▶ **Goal**
Write out the data below in full, unchanged, minus the images.

▶ **Task inputs**

^^^^^^^^

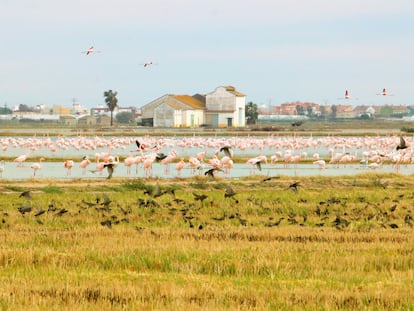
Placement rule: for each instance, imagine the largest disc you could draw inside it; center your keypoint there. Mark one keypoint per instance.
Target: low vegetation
(282, 243)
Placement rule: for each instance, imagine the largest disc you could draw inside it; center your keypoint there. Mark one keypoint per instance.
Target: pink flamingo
(179, 166)
(20, 159)
(256, 162)
(171, 156)
(137, 161)
(84, 163)
(68, 164)
(36, 166)
(147, 164)
(320, 163)
(90, 51)
(194, 163)
(128, 162)
(226, 163)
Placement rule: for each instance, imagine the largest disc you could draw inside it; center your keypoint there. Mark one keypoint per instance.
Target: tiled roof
(189, 101)
(232, 90)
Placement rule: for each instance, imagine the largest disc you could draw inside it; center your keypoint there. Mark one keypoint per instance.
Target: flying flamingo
(194, 163)
(37, 166)
(68, 164)
(90, 51)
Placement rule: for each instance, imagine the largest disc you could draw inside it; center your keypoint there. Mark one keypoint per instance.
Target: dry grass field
(227, 244)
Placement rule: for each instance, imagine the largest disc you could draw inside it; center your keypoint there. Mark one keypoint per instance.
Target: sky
(272, 51)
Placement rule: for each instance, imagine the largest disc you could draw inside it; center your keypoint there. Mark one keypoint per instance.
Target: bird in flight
(385, 93)
(90, 51)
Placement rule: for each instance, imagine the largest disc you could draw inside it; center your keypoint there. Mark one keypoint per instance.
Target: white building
(225, 107)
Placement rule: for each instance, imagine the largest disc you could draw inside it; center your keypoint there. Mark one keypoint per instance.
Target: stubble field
(328, 243)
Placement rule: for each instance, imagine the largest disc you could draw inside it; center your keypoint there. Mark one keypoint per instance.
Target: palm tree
(111, 101)
(251, 113)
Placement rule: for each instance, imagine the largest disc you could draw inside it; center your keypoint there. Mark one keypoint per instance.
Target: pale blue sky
(273, 51)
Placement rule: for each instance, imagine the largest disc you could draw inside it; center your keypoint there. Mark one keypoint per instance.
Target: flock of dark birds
(108, 208)
(326, 213)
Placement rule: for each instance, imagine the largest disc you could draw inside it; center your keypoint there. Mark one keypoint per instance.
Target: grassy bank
(335, 243)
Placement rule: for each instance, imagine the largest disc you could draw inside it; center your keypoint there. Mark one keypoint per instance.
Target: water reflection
(56, 170)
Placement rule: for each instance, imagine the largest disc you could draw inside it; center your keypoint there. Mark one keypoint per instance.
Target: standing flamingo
(128, 162)
(166, 161)
(68, 164)
(179, 166)
(37, 166)
(20, 159)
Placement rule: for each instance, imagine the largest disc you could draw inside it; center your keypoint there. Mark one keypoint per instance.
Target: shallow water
(55, 170)
(257, 145)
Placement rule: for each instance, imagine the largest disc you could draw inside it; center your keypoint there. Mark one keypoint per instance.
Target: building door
(229, 122)
(214, 120)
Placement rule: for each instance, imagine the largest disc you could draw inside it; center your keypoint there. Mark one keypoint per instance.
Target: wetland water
(76, 148)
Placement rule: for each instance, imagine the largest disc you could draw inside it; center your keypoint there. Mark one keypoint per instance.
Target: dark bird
(158, 191)
(408, 219)
(258, 164)
(294, 186)
(25, 208)
(270, 178)
(107, 223)
(26, 195)
(39, 212)
(106, 201)
(199, 197)
(61, 212)
(230, 193)
(393, 208)
(297, 123)
(89, 204)
(110, 168)
(402, 144)
(51, 207)
(160, 156)
(227, 151)
(211, 172)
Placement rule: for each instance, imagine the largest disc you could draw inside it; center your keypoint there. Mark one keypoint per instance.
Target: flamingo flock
(198, 154)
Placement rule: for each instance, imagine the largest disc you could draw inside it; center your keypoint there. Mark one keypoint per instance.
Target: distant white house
(224, 107)
(173, 111)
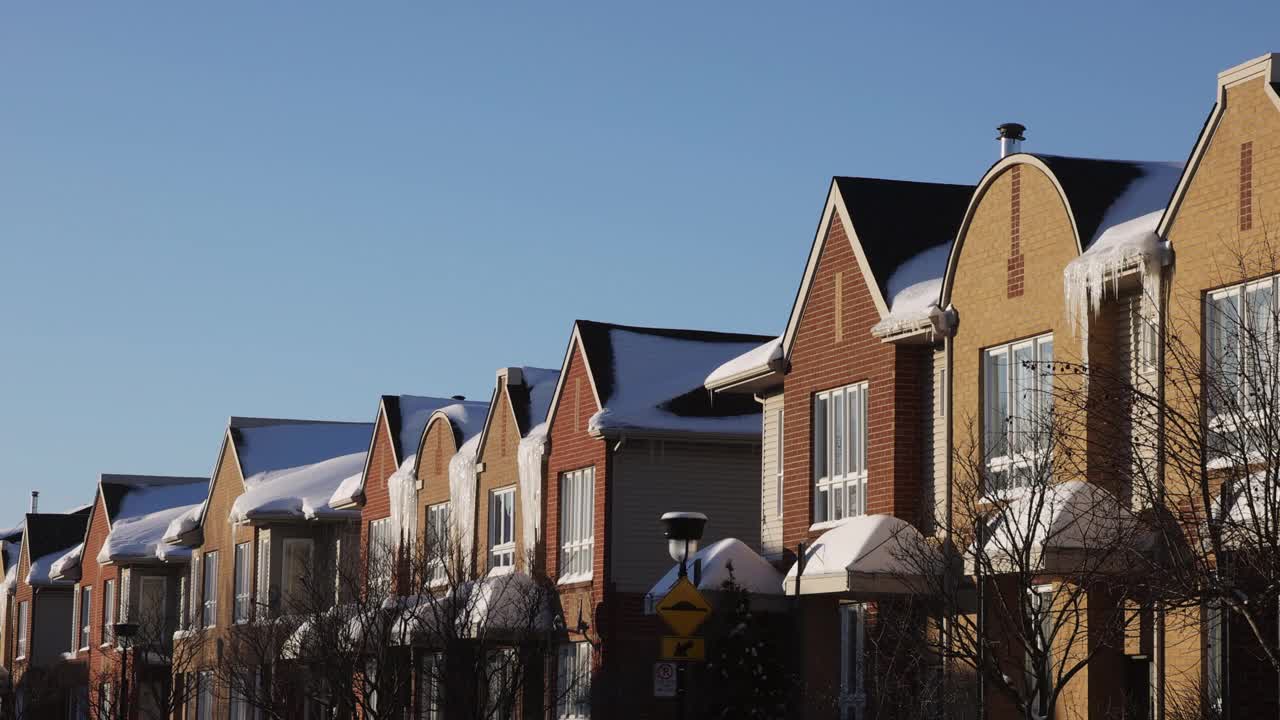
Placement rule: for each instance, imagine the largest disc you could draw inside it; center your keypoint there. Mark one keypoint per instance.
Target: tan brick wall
(501, 470)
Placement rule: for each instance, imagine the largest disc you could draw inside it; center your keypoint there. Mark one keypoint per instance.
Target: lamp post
(682, 531)
(124, 633)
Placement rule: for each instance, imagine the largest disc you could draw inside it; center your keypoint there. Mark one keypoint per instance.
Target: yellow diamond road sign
(684, 609)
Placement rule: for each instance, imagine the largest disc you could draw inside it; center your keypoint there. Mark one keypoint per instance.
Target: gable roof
(649, 381)
(899, 232)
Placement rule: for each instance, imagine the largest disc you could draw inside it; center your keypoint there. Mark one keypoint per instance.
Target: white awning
(865, 555)
(1064, 528)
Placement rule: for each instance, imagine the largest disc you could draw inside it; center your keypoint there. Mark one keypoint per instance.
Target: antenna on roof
(1010, 139)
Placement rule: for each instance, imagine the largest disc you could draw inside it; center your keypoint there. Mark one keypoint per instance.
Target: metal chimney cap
(1011, 131)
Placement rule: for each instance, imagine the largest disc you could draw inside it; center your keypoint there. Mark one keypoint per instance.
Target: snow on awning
(1069, 527)
(750, 572)
(1130, 246)
(755, 361)
(868, 555)
(300, 493)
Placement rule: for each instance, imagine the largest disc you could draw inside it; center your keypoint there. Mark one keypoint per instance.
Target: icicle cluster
(529, 461)
(402, 493)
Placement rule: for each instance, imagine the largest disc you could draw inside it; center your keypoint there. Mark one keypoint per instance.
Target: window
(380, 552)
(1016, 409)
(577, 529)
(502, 528)
(151, 609)
(438, 541)
(853, 660)
(297, 565)
(205, 695)
(24, 628)
(429, 673)
(263, 569)
(86, 609)
(840, 452)
(777, 466)
(108, 611)
(242, 583)
(574, 682)
(209, 589)
(1240, 332)
(1215, 650)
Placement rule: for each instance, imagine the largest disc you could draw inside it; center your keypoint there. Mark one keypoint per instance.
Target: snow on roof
(301, 492)
(755, 359)
(652, 379)
(183, 523)
(873, 552)
(750, 572)
(264, 445)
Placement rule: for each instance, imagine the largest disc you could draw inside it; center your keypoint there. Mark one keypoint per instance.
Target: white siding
(649, 478)
(771, 449)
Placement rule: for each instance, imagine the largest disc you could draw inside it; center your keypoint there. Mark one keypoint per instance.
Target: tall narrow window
(108, 611)
(438, 541)
(502, 528)
(209, 591)
(853, 654)
(577, 524)
(243, 588)
(24, 628)
(574, 682)
(840, 452)
(298, 554)
(86, 614)
(1016, 409)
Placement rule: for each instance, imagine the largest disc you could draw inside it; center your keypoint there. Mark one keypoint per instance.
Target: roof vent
(1010, 139)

^^^^^^^^

▶ **Correct result**
Placement rule: for each instance, imagine the largest disc you could draw inside it; center your keypoint there. Mark one keypoint per instance.
Target: low vegetation
(282, 243)
Placement rule: for each instance, imagine the largest disc you could draw inside it; center your keypoint there. Mark one keypoint per instance.
Target: pink flamingo
(179, 166)
(20, 159)
(256, 162)
(171, 156)
(137, 161)
(84, 163)
(68, 164)
(36, 166)
(147, 164)
(320, 163)
(90, 51)
(194, 163)
(128, 162)
(226, 163)
Placement rule: for each instance, imagine the largest disc you could draw inside it; center your keypoint there. Mark one keypoint per instance.
Target: tiled roof
(189, 101)
(232, 90)
Placement rule: for each instance, imagine the largest disc you could draw inside it; center your keypoint there. Mark one keypoint per instance.
Target: flying flamingo
(194, 163)
(37, 166)
(68, 164)
(90, 51)
Placement rule: for each instance, imagine the largest disc you could draw inside it; center your keypoint there. Mark one keypoint per instance.
Target: dry grass field
(227, 244)
Placement rule: for each instance, imagine the largest disc you could draw inside it; center your keypoint there. Mark one keypoint per instance.
Target: sky
(272, 51)
Placement rule: for each instance, imagine the largest disc you could draw inside it; center your keypoint there. Mark one keypoint per instance.
Target: bird in flight
(385, 93)
(90, 51)
Placement rule: for each instance, imagine the largest disc you could draw inside it; center your keypoint there. Mark one keypoint per instance.
Target: white building
(225, 107)
Placement rule: for each instance, imagine the largest disc you could draw inside it; center your keypoint there. Mark one keypoint per instance.
Target: stubble field
(328, 243)
Placement rule: for each instance, imagine the largest disc you could draw inside it; center your keypoint there. Mark one keypoint per instance.
Target: palm tree
(111, 101)
(251, 113)
Placement rule: for each instance, imagine the largest disc you could draw inside it; center your keypoint there. Mark one keypoint per instance.
Target: pale blue sky
(273, 51)
Placement rule: for each instance, imagine the largest disc you could draw inside it; center your keypoint there. Mark one keypoint per instance.
Target: flock of dark birds
(108, 208)
(326, 213)
Placement rule: for each instance, imagine the largest disc you could draw inside it; center your keypoint there. Mark one keypoint per instance.
Target: grassy bank
(335, 243)
Placement rule: for each instance, imagine the largest disc you could draw inside it; center your keypoint there. Mark one keypoint per instance.
Target: water reflection
(56, 170)
Placement rule: for each instance, imagine the largest disc you could draw inside it; center your keypoint there. Mark one keypoint per instance.
Target: standing flamingo
(128, 162)
(166, 161)
(68, 164)
(179, 166)
(37, 166)
(20, 159)
Placement rule: for each instance, imagine the largest disc you could draw inside it; center your keypoint there. Mark one keypoint per instance.
Target: shallow water
(55, 170)
(257, 145)
Placement rule: for each instance, imagine the largest disc you could draw inside it; center your keypoint there. Mark one keypoint per instance.
Target: building door
(229, 122)
(214, 120)
Placement rule: for each instance, imagine the largest disc you could draw inside it; center your keypoint there. Mark one keypoint per instance.
Target: wetland water
(76, 148)
Placement rule: for each instance, imagine the largest disc you could draw inside it; center your keypoint there. Mark one keypoint per instance.
Target: dark bird
(158, 191)
(408, 219)
(258, 164)
(294, 186)
(25, 208)
(270, 178)
(107, 223)
(26, 195)
(39, 212)
(106, 201)
(199, 197)
(61, 212)
(230, 193)
(393, 208)
(297, 123)
(89, 204)
(110, 168)
(402, 144)
(51, 207)
(160, 156)
(227, 151)
(211, 172)
Placement rule: for each instance, imagine the largest disc you could draw inside it; center your keypoint there. Mark one keypoint per instance.
Target: flamingo flock
(198, 154)
Placement rule: for each instance, imagine the largest disc you could draw inside it; center your keypoint there. Mark one keypoint per instance.
Target: distant white house
(224, 107)
(173, 111)
Placement rule: for each instance, imagine the largest disc you could draw inside it; center your keypoint there. Mark one keypoint per instance.
Target: tan brick wall
(501, 470)
Placement rule: for each instance, imagine the largest disc you could draw inside it; center your keypoint there. Mark one keypoint per instance.
Target: lamp post
(682, 531)
(124, 633)
Placement rule: for each instance, imagine the largest disc you could draw inside it; center your keypoint there. Mark one keypoint per instance.
Target: yellow diamond road sign
(684, 609)
Placement rule: for each instance, imagine the largest disc you could draw inside it; center your keypoint there. Mark one keypoint per instance.
Target: gable roof
(649, 381)
(899, 232)
Placement rule: for each instance, imagine the largest disc you could draw inside it; center your keypoint there. Mark one keypoint per instance.
Target: white awning
(865, 555)
(1064, 528)
Placement rule: for each instance, imagine the largest disc you could draw inside it; center your keypoint there. Mark one keypoint per instance.
Target: antenna on roof
(1010, 139)
Placement rule: for each instance, imagine the largest disc you could draw inside it; center your keypoint there. Mark one keypoint per instance.
Target: metal chimney cap
(1011, 131)
Placement rule: for each instance, imagine the largest disc you could draw inside it; center your keypoint there. Mark one keypoint per instance.
Target: snow on awning
(1069, 527)
(750, 572)
(1130, 246)
(755, 361)
(868, 555)
(300, 493)
Placement rule: for each instance, imagine the largest disc you could draw inside it; center your keypoint there. Mark one keypoint per instance.
Target: icicle cluster
(529, 461)
(402, 493)
Placement rule: for each instance, imagine the largest disc you could draw inside it; center your keypoint there. Mark one keypoint per instance.
Target: window
(380, 552)
(1016, 409)
(577, 529)
(502, 528)
(151, 609)
(438, 541)
(853, 660)
(297, 565)
(205, 695)
(24, 628)
(429, 673)
(263, 569)
(86, 609)
(840, 452)
(777, 466)
(108, 611)
(242, 583)
(574, 682)
(209, 589)
(1240, 332)
(1215, 650)
Placement rule: for each instance, imagine the largest disc you could draw inside it; center your keypoint there. Mark one keypoint per instance.
Target: snow on roof
(301, 492)
(755, 359)
(652, 379)
(183, 523)
(873, 552)
(750, 572)
(264, 445)
Placement rule: for each instance, imagine the largest disc you could draw inside it; center your keypoint there. Mark one keypoint per instance.
Target: white siding
(649, 478)
(771, 449)
Placement rule: for each instance, imagine the largest disc you could draw inside it; center your keypoint there. Mark one keypoint per instance.
Target: tall narrow window
(108, 611)
(438, 541)
(502, 528)
(209, 591)
(853, 654)
(577, 524)
(243, 588)
(24, 628)
(574, 682)
(840, 452)
(298, 554)
(86, 614)
(1016, 409)
Placement rule: for each instance, imagine the largest disc you could draw inside it; center your keypoint there. Mark one keypoint per instance.
Target: roof vent
(1010, 139)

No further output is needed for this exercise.